Write out every line of the records below without changing anything, and leave the pictures out.

[Photo object pointing records]
==================================================
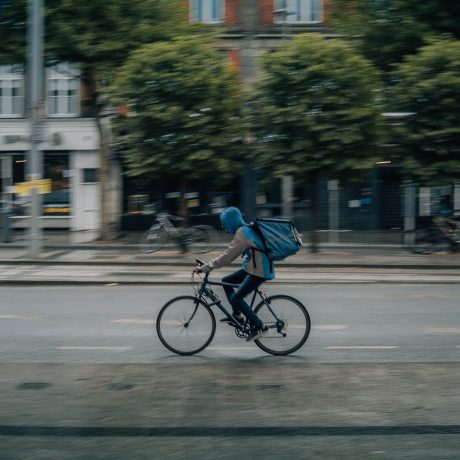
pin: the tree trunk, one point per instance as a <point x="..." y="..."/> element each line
<point x="313" y="215"/>
<point x="108" y="224"/>
<point x="182" y="201"/>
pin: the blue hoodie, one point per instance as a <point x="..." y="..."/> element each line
<point x="246" y="242"/>
<point x="232" y="220"/>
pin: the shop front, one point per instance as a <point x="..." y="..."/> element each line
<point x="70" y="167"/>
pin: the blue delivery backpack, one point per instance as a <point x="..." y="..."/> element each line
<point x="279" y="238"/>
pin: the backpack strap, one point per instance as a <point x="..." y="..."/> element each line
<point x="259" y="233"/>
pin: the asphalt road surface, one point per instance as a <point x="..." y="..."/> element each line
<point x="83" y="376"/>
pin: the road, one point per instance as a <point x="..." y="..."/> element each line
<point x="82" y="376"/>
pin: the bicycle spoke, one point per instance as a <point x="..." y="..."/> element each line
<point x="185" y="326"/>
<point x="289" y="330"/>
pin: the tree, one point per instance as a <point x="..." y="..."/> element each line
<point x="386" y="31"/>
<point x="184" y="123"/>
<point x="99" y="35"/>
<point x="315" y="113"/>
<point x="428" y="84"/>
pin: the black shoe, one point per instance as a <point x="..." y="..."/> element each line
<point x="256" y="333"/>
<point x="239" y="318"/>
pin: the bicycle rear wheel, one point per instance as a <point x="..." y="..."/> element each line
<point x="202" y="238"/>
<point x="186" y="325"/>
<point x="288" y="322"/>
<point x="153" y="239"/>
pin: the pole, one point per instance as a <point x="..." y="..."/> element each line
<point x="333" y="188"/>
<point x="35" y="115"/>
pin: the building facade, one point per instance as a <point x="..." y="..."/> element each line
<point x="70" y="151"/>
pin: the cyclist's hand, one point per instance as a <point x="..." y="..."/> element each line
<point x="201" y="269"/>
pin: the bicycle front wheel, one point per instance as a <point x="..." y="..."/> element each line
<point x="288" y="324"/>
<point x="153" y="239"/>
<point x="186" y="325"/>
<point x="203" y="238"/>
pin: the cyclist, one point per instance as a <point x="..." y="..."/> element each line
<point x="256" y="268"/>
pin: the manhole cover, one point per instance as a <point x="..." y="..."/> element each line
<point x="33" y="386"/>
<point x="120" y="386"/>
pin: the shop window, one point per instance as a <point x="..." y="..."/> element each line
<point x="90" y="175"/>
<point x="208" y="11"/>
<point x="63" y="90"/>
<point x="298" y="11"/>
<point x="55" y="168"/>
<point x="11" y="91"/>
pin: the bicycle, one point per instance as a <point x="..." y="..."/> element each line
<point x="186" y="325"/>
<point x="197" y="239"/>
<point x="433" y="234"/>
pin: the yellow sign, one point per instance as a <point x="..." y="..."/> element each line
<point x="25" y="188"/>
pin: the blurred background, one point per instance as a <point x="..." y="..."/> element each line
<point x="341" y="115"/>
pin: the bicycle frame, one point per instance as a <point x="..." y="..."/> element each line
<point x="203" y="291"/>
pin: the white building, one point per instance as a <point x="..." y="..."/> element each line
<point x="70" y="153"/>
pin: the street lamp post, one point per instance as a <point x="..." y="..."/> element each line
<point x="36" y="119"/>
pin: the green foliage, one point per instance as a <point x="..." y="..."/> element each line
<point x="184" y="104"/>
<point x="428" y="84"/>
<point x="315" y="111"/>
<point x="387" y="30"/>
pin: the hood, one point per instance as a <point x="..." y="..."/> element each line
<point x="232" y="220"/>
==================================================
Response to the task:
pin: the tree trunk, one point per instance as a <point x="..." y="..."/> element each line
<point x="313" y="215"/>
<point x="108" y="224"/>
<point x="182" y="201"/>
pin: the blue hoodie, one point per instance as a <point x="..." y="..."/> element each line
<point x="246" y="242"/>
<point x="232" y="220"/>
pin: the shop front, one point per instance as a <point x="..." y="..."/> element each line
<point x="70" y="167"/>
pin: the blue delivery backpack, one point per instance as a <point x="..." y="..."/> element each line
<point x="279" y="238"/>
pin: the backpack strap, one point per instance as a <point x="..." y="..."/> element each line
<point x="259" y="233"/>
pin: the asphalt road surface, one point per instance as a <point x="..." y="..."/> element each line
<point x="83" y="376"/>
pin: the road, one point per instance as a <point x="..." y="..."/> element each line
<point x="82" y="376"/>
pin: the bicycle spoke, one point per instance as a <point x="..." y="..."/> element each line
<point x="185" y="326"/>
<point x="289" y="330"/>
pin: the tree, one point per instance as a <point x="..." y="..."/> element each line
<point x="386" y="31"/>
<point x="184" y="123"/>
<point x="99" y="35"/>
<point x="315" y="113"/>
<point x="428" y="84"/>
pin: the black shoe, one point per instance as a <point x="..." y="..."/> element each line
<point x="256" y="333"/>
<point x="239" y="318"/>
pin: the bicycle rear wheel, one point per instance as a <point x="..." y="..."/> element each line
<point x="202" y="238"/>
<point x="186" y="325"/>
<point x="288" y="322"/>
<point x="153" y="239"/>
pin: the pole, one point per instance as a <point x="..." y="..."/> element each line
<point x="333" y="188"/>
<point x="35" y="115"/>
pin: the building facade, one point per instance as a <point x="..." y="..."/> element each line
<point x="70" y="151"/>
pin: the cyclist's hand, one point per instance as a <point x="..." y="..."/> element each line
<point x="201" y="269"/>
pin: the bicycle front wheel, one point per instance as a <point x="..." y="..."/> element each line
<point x="288" y="324"/>
<point x="153" y="239"/>
<point x="186" y="325"/>
<point x="203" y="238"/>
pin: the cyclist, one point per instance as a <point x="..." y="..."/> element each line
<point x="256" y="268"/>
pin: the manhole cover, one point per instance as a <point x="..." y="..."/> element each line
<point x="33" y="386"/>
<point x="120" y="386"/>
pin: the shop window, one point per instance as a <point x="..." y="..."/> element each line
<point x="90" y="175"/>
<point x="208" y="11"/>
<point x="63" y="90"/>
<point x="298" y="11"/>
<point x="55" y="168"/>
<point x="11" y="91"/>
pin: the bicycle, one point per instance as a <point x="..." y="..."/> element each line
<point x="186" y="325"/>
<point x="197" y="239"/>
<point x="433" y="234"/>
pin: the yellow sign, one point per instance as a <point x="..." y="..."/> element each line
<point x="25" y="188"/>
pin: the blurred background, one point per instance as a <point x="..." y="..."/> element each line
<point x="341" y="115"/>
pin: the bicycle frame, one point per instance as a <point x="..." y="..."/> element each line
<point x="203" y="291"/>
pin: the white building, one point per instance as a <point x="..." y="..."/> element each line
<point x="70" y="153"/>
pin: the street lamp post, one point per instance as a <point x="..." y="..."/> element each line
<point x="36" y="119"/>
pin: the green foliage, one point per instance as a <point x="..." y="..."/> element each line
<point x="184" y="104"/>
<point x="428" y="84"/>
<point x="315" y="111"/>
<point x="387" y="30"/>
pin: the hood, one point per instance as a <point x="..." y="..."/> element each line
<point x="232" y="220"/>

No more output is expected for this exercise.